- _What the task requires_:
Show every line below where "instance" can be found.

- _Data provided_:
------------------------
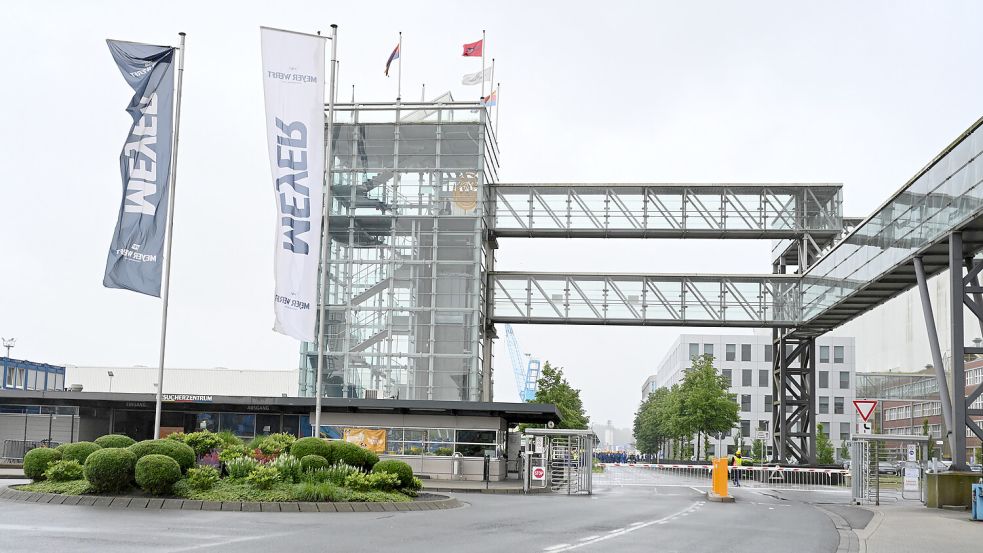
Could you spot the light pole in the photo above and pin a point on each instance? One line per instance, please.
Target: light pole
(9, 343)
------------------------
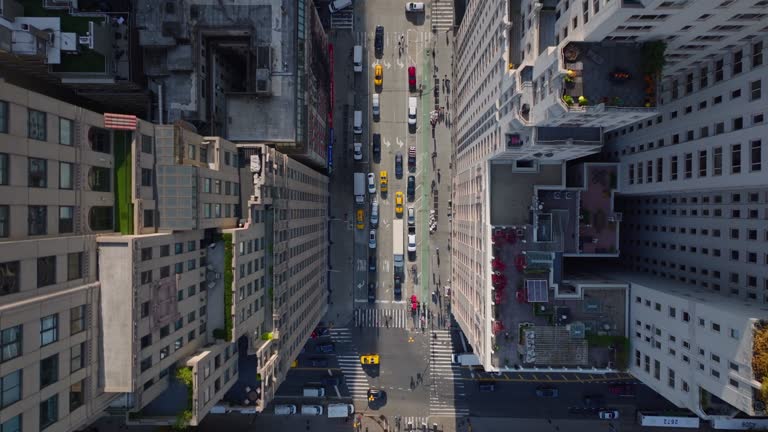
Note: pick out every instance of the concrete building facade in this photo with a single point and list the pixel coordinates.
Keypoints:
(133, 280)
------------------------
- _Solution to this exercise_:
Could you spot the light pole in the photo above and pin a point on each instance? One line per instance, please.
Note: pick out every instance of the concrete building facade in this photo with a single point and list the pixel coordinates.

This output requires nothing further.